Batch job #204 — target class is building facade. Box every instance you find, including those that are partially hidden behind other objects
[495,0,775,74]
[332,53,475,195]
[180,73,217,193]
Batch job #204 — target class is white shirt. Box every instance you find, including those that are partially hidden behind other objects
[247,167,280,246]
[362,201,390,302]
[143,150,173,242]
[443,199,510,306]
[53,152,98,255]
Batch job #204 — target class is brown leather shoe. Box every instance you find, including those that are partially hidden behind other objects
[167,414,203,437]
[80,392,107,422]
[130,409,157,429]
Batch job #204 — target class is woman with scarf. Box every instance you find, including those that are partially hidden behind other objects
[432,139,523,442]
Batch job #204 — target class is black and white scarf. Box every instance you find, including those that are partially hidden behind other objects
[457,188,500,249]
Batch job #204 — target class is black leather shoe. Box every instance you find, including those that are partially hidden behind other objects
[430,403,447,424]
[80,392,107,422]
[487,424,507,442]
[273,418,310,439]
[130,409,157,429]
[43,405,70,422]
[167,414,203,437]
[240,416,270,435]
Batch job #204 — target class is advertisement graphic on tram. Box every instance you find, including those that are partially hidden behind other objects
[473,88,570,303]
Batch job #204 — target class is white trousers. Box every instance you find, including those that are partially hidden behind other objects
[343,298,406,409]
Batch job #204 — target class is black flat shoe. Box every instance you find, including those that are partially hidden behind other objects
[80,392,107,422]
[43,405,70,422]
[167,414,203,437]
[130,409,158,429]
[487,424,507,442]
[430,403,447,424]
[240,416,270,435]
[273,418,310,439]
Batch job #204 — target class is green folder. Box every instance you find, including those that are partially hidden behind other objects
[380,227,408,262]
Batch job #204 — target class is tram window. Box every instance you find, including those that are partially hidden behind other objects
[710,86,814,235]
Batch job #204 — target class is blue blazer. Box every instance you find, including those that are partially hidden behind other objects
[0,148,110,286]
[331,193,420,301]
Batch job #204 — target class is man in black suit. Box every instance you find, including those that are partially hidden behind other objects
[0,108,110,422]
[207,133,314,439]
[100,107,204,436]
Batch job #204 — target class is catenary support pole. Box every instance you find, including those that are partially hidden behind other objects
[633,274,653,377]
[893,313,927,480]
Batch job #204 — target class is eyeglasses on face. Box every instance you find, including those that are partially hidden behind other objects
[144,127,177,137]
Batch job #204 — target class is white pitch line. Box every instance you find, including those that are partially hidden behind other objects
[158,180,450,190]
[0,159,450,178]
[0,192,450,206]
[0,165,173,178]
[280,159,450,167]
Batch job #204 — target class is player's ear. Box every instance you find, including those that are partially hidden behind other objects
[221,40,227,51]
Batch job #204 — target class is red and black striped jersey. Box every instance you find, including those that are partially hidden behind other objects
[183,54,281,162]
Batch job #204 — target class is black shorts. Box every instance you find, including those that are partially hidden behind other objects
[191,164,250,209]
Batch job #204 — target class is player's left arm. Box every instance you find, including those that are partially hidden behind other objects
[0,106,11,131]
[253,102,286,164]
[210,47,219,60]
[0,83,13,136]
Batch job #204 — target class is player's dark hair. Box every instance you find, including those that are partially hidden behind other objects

══════════

Goal of the exercise>
Please present every one of the records above as a numbered list, with any blank lines dropped.

Result>
1. Batch job #204 — target class is building facade. Box every instance you find, including those that are partially hidden behind other objects
2. [495,0,775,74]
3. [332,53,475,195]
4. [180,73,217,193]
5. Batch job #204 — target class is white shirt. Box every instance you find, including those that are partially hidden behind other objects
6. [247,167,280,246]
7. [362,201,390,302]
8. [143,150,173,242]
9. [443,199,510,306]
10. [53,152,98,255]
11. Batch job #204 — target class is brown leather shoe. Box every instance you find, including those that are partially hidden behind other objects
12. [167,414,203,437]
13. [80,392,107,422]
14. [130,409,157,429]
15. Batch job #204 — target class is woman with scarf. Box every instance you find, including those that are partially hidden behind other objects
16. [432,139,523,442]
17. Batch job #204 — target class is black and white scarf. Box every instance you find, including those that are partially hidden behind other objects
18. [457,188,500,249]
19. Batch job #204 — target class is black leather shoe. Box every instance you find, including those that are partially hidden behind other objects
20. [430,403,447,424]
21. [80,392,107,422]
22. [487,424,507,442]
23. [273,418,310,439]
24. [130,409,157,429]
25. [43,405,70,422]
26. [167,414,203,437]
27. [240,416,270,435]
28. Batch job #204 — target class is advertisement graphic on tram. Box every instance you find, including those that are partially hidden behind other objects
29. [473,88,570,303]
30. Batch job #204 — target class is white trousers. Box every instance you find, including those that are partially hidden behind other objects
31. [343,298,406,409]
32. Batch job #204 — target class is black flat shoe. Box every instance you find, including those that are partially hidden behind other objects
33. [80,392,107,422]
34. [43,405,70,422]
35. [167,414,203,437]
36. [130,409,158,429]
37. [487,424,507,442]
38. [430,403,447,424]
39. [240,416,270,435]
40. [273,418,310,439]
41. Batch job #204 — target class is green folder. Box every instance you find, including those that are partially hidden behind other objects
42. [380,227,408,262]
43. Batch job #204 — target class is tram window. Box every instance you find, including those that are partially hidden behind other objects
44. [710,86,814,235]
45. Batch job #204 — target class is blue blazer. Box every instance you find, including those that are partially hidden behind other objects
46. [0,148,110,286]
47. [331,193,420,301]
48. Batch job #204 — target class is man in black suit. Box every instance you find, including those that are partially hidden behind other objects
49. [0,108,110,422]
50. [207,133,314,439]
51. [100,107,204,436]
52. Batch job #204 — target class is catenary support pole. Box every instance you find, including those that are partially hidden behind other objects
53. [633,274,653,377]
54. [893,313,927,480]
55. Batch job #204 — target class is eyeglasses on face. Box every instance you find, including those that are partially hidden behind other objects
56. [144,127,177,137]
57. Batch job #204 — target class is white pitch line. Box every instance you find, including those that are partially hidden behind other objects
58. [158,180,450,190]
59. [0,159,450,178]
60. [0,192,450,206]
61. [0,165,173,178]
62. [280,159,450,167]
63. Batch job #204 — target class is player's ear. Box every instance you find, including those that are partially hidden behind other objects
64. [221,40,227,51]
65. Batch job #204 — target class is red and black striped jersey. Box every instance you find, including those that are partially hidden behind other objects
66. [183,54,281,162]
67. Batch job #204 — target class is black shorts. Box every instance you find, including those that are partially hidden behind other objects
68. [191,164,250,209]
69. Batch job #204 — target class is player's left arm. Box every instance you find, including those that are partially hidden behind other objects
70. [0,106,11,131]
71. [253,102,286,164]
72. [210,47,219,60]
73. [0,83,13,136]
74. Batch job #204 — target class is player's dark hair. Box every instance you find, including those that are partially hidden behind other objects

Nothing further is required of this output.